**REQUIREMENTS:** Return the records that follow, matching each one exactly.

Entries from a pointing dataset:
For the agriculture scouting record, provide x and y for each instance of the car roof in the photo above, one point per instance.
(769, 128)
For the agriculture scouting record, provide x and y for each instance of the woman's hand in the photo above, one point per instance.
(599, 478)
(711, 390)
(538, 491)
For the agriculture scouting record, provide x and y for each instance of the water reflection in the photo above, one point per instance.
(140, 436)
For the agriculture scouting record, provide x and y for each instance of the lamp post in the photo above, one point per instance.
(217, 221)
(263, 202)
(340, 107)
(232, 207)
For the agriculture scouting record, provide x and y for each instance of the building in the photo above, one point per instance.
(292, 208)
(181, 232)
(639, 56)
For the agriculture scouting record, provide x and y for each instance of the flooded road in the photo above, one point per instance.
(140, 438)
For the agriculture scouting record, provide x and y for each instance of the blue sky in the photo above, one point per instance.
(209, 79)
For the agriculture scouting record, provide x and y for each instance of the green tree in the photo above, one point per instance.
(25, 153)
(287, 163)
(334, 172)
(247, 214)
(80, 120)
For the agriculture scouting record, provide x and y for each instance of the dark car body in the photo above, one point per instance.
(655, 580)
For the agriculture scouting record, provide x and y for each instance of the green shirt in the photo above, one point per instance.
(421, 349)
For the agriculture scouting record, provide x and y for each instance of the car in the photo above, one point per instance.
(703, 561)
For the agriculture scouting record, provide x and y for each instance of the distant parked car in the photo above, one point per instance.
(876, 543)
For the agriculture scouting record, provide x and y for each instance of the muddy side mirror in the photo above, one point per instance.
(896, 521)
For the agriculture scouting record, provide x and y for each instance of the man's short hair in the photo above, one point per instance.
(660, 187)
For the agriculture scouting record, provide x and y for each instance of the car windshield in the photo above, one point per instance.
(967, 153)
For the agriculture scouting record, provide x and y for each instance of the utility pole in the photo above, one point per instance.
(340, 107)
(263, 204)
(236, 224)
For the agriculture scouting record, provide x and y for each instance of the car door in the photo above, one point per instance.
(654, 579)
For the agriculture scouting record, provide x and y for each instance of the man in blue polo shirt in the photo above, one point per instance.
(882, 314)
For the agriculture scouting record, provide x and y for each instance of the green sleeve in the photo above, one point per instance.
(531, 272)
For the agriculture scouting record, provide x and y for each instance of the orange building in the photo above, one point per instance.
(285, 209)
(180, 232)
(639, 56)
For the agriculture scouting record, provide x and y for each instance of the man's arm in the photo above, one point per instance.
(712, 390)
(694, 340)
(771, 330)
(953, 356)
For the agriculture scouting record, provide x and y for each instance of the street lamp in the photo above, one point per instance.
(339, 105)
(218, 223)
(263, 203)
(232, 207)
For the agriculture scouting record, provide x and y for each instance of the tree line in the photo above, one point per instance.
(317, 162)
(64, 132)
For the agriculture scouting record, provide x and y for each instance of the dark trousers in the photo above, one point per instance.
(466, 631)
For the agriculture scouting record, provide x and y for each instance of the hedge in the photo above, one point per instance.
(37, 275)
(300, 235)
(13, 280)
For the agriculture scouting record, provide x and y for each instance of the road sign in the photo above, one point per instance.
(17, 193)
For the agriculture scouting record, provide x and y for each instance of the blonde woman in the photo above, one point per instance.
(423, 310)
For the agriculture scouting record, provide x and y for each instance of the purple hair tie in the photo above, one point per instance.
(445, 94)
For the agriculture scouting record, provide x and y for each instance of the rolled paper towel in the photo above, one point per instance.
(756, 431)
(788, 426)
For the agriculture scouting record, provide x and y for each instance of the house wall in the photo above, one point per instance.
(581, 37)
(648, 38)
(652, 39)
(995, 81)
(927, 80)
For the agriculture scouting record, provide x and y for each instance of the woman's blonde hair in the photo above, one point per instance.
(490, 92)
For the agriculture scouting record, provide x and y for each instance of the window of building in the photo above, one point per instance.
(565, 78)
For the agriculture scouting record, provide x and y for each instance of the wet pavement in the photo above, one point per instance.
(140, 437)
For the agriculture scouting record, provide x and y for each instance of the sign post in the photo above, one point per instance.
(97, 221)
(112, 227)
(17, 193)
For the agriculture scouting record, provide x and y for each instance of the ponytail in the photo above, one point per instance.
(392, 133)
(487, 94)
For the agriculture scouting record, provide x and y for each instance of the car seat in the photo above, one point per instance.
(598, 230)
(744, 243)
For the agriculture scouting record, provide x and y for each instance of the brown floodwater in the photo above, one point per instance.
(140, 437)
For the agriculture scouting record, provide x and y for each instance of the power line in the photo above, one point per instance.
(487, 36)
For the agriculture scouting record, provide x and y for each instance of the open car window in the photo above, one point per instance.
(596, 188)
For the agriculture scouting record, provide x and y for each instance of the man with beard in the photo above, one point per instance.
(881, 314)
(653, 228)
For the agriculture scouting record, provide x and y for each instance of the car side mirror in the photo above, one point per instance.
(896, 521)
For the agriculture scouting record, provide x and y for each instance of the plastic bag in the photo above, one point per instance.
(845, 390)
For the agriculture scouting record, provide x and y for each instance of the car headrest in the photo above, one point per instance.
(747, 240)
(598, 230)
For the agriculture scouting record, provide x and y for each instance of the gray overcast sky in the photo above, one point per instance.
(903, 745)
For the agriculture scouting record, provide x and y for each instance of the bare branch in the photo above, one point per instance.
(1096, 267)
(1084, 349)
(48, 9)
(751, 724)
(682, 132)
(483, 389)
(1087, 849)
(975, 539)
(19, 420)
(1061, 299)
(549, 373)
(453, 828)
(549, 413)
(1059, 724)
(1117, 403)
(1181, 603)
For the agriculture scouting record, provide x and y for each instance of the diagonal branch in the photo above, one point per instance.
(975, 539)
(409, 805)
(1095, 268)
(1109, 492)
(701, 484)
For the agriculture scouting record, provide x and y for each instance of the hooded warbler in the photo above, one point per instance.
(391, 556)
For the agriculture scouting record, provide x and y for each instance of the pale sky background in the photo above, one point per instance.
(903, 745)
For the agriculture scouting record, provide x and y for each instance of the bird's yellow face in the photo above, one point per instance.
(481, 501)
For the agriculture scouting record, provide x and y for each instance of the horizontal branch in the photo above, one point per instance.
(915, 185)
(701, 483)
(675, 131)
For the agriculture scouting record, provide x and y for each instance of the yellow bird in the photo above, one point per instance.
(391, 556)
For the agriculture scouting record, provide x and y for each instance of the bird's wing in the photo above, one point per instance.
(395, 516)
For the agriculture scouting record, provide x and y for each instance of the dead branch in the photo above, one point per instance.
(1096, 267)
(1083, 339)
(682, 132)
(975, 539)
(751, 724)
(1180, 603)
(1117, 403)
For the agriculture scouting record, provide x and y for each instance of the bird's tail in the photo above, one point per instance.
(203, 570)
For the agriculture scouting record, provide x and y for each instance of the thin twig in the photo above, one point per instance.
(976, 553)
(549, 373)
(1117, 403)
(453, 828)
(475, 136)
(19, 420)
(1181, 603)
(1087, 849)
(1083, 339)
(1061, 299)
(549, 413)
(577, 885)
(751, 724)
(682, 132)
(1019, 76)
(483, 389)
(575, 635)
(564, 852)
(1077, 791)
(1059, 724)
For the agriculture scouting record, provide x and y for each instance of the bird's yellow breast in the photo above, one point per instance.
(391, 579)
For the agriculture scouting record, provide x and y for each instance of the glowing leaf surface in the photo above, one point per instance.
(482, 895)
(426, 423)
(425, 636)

**EXERCISE RESULT:**
For the agriculture scouting record, provide x and y for each instance of the car roof in the photo above, one point per instance.
(769, 128)
For the agriculture scouting record, provide x and y for each instance of the woman's hand in the photo above, one point per instance.
(599, 478)
(711, 390)
(538, 491)
For the agriculture scouting record, provide x and y for each instance of the water reflection in the photo above, one point per instance.
(140, 436)
For the agriculture scouting record, provide x and y for each instance of the lamp post in the photo above, one point per instance.
(217, 221)
(263, 202)
(340, 107)
(232, 207)
For the agriculture scouting record, provide x and y for each instance of the building in the photo above, one point per instance.
(292, 208)
(181, 232)
(639, 56)
For the agriculture scouting record, provide x and y for each instance of the flooded road in the photo above, one point per instance.
(140, 438)
For the agriculture scouting record, provide x and y for each instance of the blue sky in the photo above, one point per instance.
(209, 79)
For the agriculture scouting record, provide x and y for each instance of the green tree in the photo above, one point per instance.
(25, 153)
(287, 163)
(334, 172)
(247, 214)
(80, 120)
For the agriculture scouting record, provide x and y for each instance of the dark car body in the photo above, one point per instance.
(655, 580)
For the agriculture scouting record, provide x and y for each instance of the green shirt in the photo above, one point per instance.
(421, 349)
For the agriculture scouting record, provide x and y for each instance of the car in the photo above, one point per instance.
(703, 561)
For the agriculture scouting record, provide x and y for each instance of the distant parked car in the photo above, one point per instance.
(876, 543)
For the agriculture scouting record, provide x and y for each instance of the muddy side mirror in the photo above, one point per instance.
(896, 521)
For the agriculture scouting record, provide x and y for each instance of the man's short hair in the photo above, one point per instance.
(660, 187)
For the agriculture scouting record, provide x and y for each instance of the car windshield in the photo above, one point per instance.
(967, 153)
For the agriculture scouting record, provide x and y for each instance of the utility pole in the photo above, one point per instance.
(340, 107)
(263, 204)
(236, 224)
For the agriculture scouting record, provide x and y for each instance of the car door in the photo above, one point per instance.
(654, 579)
For the agriculture scouting record, provide x and y for each instance of the man in blue polo shirt in the photo above, one point per instance.
(882, 314)
For the agriculture scouting record, provide x and y for each instance of the green sleeve in the photo above, one point per instance.
(531, 272)
For the agriculture scouting record, provide x and y for each instance of the orange building in the photo above, one point per instance.
(285, 209)
(180, 232)
(639, 56)
For the agriculture scouting record, provide x and y for each instance of the man's arm in the photo above, one point per instance.
(712, 390)
(694, 340)
(771, 330)
(953, 356)
For the agriculture scouting record, provide x and y for each instance of the street lamp in the photo above, one point per instance.
(339, 105)
(218, 223)
(263, 203)
(232, 207)
For the agriculture scouting record, provide x and y for each instance of the tree line in the photo above, one point per instance.
(317, 162)
(64, 132)
For the agriculture scouting record, provide x and y for each instance of the dark trousers in the photo above, one point per instance.
(466, 631)
For the agriculture scouting record, provide x and y for each instance of the hedge in the photo above, one point per instance.
(37, 275)
(300, 235)
(13, 280)
For the agriculture scouting record, provide x and y for each instance of the road sign in the photo above, one point per instance.
(17, 193)
For the agriculture scouting record, provide x and y for each instance of the blonde woman in the photo above, one point per instance.
(423, 310)
For the agriculture scouting record, provide x and y for each instance of the purple hair tie in the photo above, one point per instance.
(445, 94)
For the agriculture scouting record, provide x and y for each instance of the rolled paper towel in the photo above, one point per instance.
(756, 431)
(788, 426)
For the agriculture scouting record, provide x and y for each instance of the house wall in the photo above, one point per instance.
(581, 37)
(648, 38)
(652, 39)
(995, 81)
(927, 80)
For the agriculture scouting record, provide x and y for each instance of the woman's blonde hair in the photo above, one point per instance.
(490, 92)
For the agriculture scouting record, provide x and y for each instance of the window of building in the photo above, one point per instance.
(565, 78)
For the agriculture scouting record, provide x and y for each instance of the wet pavement in the photo above, one point per instance.
(140, 437)
For the agriculture scouting record, provide x and y for each instance of the sign post in the photo above, one point per instance.
(97, 221)
(112, 227)
(17, 193)
For the agriculture scouting record, provide x and y for each instance of the ponytail in the photo above, one point per instance.
(392, 133)
(487, 94)
For the agriculture scouting record, provide x and y for each instance of the car seat in the photo above, one point per instance.
(598, 230)
(744, 243)
For the agriculture scouting record, provide x and y for each instance of the brown floodwater in the photo above, one point per instance.
(140, 437)
For the agriculture scouting record, provide x and y for each instance of the power line in the photo above, one point per instance.
(487, 36)
For the agriculture scouting record, provide x and y for each instance of the open car window in the photo above, one point per instance.
(596, 188)
For the agriculture scouting record, provide x and y for each instance of the man with beard in the photo above, one point per instance.
(881, 314)
(653, 228)
For the agriculture scouting record, provide x and y for each instance of the car side mirror in the photo above, one point per instance.
(896, 521)
For the agriculture scouting record, provide x and y for each instance of the plastic bag in the photo above, one point per instance.
(845, 390)
For the agriculture scouting record, provide x and y for each instance of the car headrest in the photo above, one point per instance.
(747, 240)
(598, 230)
For the agriculture scouting record, provide x and y for each instance of the gray overcast sky in the photo above, one point per instance.
(903, 745)
For the agriculture scouting record, provide x and y for each instance of the bare branch in the photo above, one point per instance.
(1096, 267)
(1084, 349)
(48, 9)
(751, 724)
(682, 132)
(483, 389)
(1087, 849)
(975, 539)
(19, 420)
(1061, 299)
(549, 373)
(453, 828)
(549, 413)
(1059, 724)
(1117, 403)
(1181, 603)
For the agriculture scouting record, provide x and y for each instance of the diagonal branch in the photo above, one point per instance.
(975, 539)
(409, 805)
(1095, 268)
(1109, 492)
(701, 484)
For the agriculture scouting record, provide x and y for each instance of the hooded warbler in the photo above, one point per instance.
(391, 556)
For the agriculture scouting record, provide x and y for each instance of the pale sky background in the photo above, one point per instance.
(903, 745)
For the agriculture scouting record, provide x and y for each instance of the bird's yellow face in the photo above, one point per instance.
(481, 501)
For the agriculture scouting record, provide x and y for each instance of the horizontal branch in the photo above, one point per instance.
(915, 185)
(701, 483)
(675, 131)
For the agriculture scouting record, provide x and y for each instance of the yellow bird in the photo above, one point per instance.
(391, 556)
For the agriculture scouting record, provide x and y for each instance of the bird's wing in the photo above, one point per instance.
(395, 516)
For the agriculture scouting record, provide x and y for each instance of the dead branch in the photo above, one point per instance.
(1096, 267)
(1083, 339)
(682, 132)
(975, 539)
(751, 724)
(1180, 603)
(1117, 403)
For the agriculture scouting record, provide x and y for each instance of the bird's tail in the photo above, one point per instance.
(203, 570)
For the agriculture scouting record, provide x and y for each instance of the thin twig in the photo above, one point per instance.
(976, 553)
(549, 373)
(1117, 403)
(453, 828)
(475, 136)
(19, 420)
(1181, 603)
(1087, 849)
(1083, 339)
(1061, 299)
(549, 413)
(577, 885)
(751, 724)
(682, 132)
(1019, 76)
(483, 389)
(575, 635)
(564, 852)
(1077, 791)
(1059, 724)
For the agriculture scouting record, provide x and y for each instance of the bird's yellow breast in the photo above, one point per instance.
(391, 579)
For the agriculture scouting record, provide x and y for each instance of the glowing leaf surface in the photo above, one point per instance.
(482, 895)
(426, 423)
(425, 636)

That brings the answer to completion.